Output the lines of the material from the line containing "[locate] the tree trunk" through the last line as a JSON list of strings, one string per line and blank lines omitted, with that first line included.

[Dataset records]
────────────────

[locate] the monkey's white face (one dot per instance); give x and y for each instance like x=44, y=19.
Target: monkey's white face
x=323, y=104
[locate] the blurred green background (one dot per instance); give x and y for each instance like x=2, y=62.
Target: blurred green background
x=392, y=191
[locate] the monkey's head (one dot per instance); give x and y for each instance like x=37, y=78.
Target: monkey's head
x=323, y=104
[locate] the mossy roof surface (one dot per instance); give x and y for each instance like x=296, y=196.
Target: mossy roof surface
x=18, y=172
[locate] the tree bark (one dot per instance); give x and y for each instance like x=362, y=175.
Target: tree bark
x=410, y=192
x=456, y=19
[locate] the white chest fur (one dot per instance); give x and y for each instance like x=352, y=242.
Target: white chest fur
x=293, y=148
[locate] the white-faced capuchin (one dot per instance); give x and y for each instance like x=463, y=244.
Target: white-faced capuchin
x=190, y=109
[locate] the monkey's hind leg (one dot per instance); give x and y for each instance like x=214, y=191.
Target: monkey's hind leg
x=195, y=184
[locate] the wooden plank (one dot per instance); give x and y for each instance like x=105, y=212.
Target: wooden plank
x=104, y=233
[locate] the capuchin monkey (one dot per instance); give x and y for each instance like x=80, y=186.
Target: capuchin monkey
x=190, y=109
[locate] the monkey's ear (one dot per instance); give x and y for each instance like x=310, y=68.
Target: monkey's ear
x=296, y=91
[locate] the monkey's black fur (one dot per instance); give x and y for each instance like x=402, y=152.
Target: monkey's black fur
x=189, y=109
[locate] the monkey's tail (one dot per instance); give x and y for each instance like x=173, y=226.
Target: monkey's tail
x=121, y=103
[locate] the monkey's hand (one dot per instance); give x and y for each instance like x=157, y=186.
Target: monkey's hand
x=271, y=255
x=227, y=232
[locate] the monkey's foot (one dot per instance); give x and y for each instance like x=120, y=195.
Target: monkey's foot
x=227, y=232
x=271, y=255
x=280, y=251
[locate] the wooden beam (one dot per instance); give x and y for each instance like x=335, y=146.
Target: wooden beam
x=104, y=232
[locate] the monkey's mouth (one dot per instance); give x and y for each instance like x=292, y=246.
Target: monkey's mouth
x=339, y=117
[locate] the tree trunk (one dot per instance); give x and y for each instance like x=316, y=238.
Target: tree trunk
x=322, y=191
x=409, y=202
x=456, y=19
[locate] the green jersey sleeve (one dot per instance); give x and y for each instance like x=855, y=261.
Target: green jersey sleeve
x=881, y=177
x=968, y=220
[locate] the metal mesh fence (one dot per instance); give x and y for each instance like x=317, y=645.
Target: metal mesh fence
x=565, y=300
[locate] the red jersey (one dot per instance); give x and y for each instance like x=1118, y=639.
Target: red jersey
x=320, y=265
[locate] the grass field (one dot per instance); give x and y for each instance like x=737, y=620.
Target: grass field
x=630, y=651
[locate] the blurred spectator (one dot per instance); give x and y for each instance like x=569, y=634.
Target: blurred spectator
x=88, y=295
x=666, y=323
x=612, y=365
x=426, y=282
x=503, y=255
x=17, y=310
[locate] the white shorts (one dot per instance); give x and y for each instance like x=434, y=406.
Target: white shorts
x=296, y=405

────────────────

**Exercise output**.
[
  "[locate] the tree trunk (one dot per instance); give x and y for each instance like x=316, y=238.",
  "Target: tree trunk",
  "x=322, y=191",
  "x=409, y=202",
  "x=456, y=19",
  "[locate] the green jersey sleeve (one dot per instance); give x and y for each instance like x=855, y=261.",
  "Target: green jersey sleeve",
  "x=881, y=177",
  "x=968, y=220",
  "[locate] the metal mesh fence (one dot per instance); give x and y for each instance like x=317, y=645.",
  "Target: metal mesh fence",
  "x=565, y=300",
  "[locate] the red jersey (one dot per instance); give x and y for each instance like x=1118, y=639.",
  "Target: red jersey",
  "x=320, y=265",
  "[locate] the grass field (one dot per instance); give x and y for each instance like x=737, y=620.",
  "Target: grass field",
  "x=630, y=651",
  "[locate] the blurred spectator (one dot per instance); give x and y for each instance like x=569, y=634.",
  "Target: blurred spectator",
  "x=88, y=295",
  "x=666, y=323",
  "x=612, y=365",
  "x=426, y=282",
  "x=503, y=255",
  "x=17, y=310",
  "[locate] the white shorts (one dot per instance); give x and y for each instance like x=434, y=406.",
  "Target: white shorts",
  "x=296, y=405"
]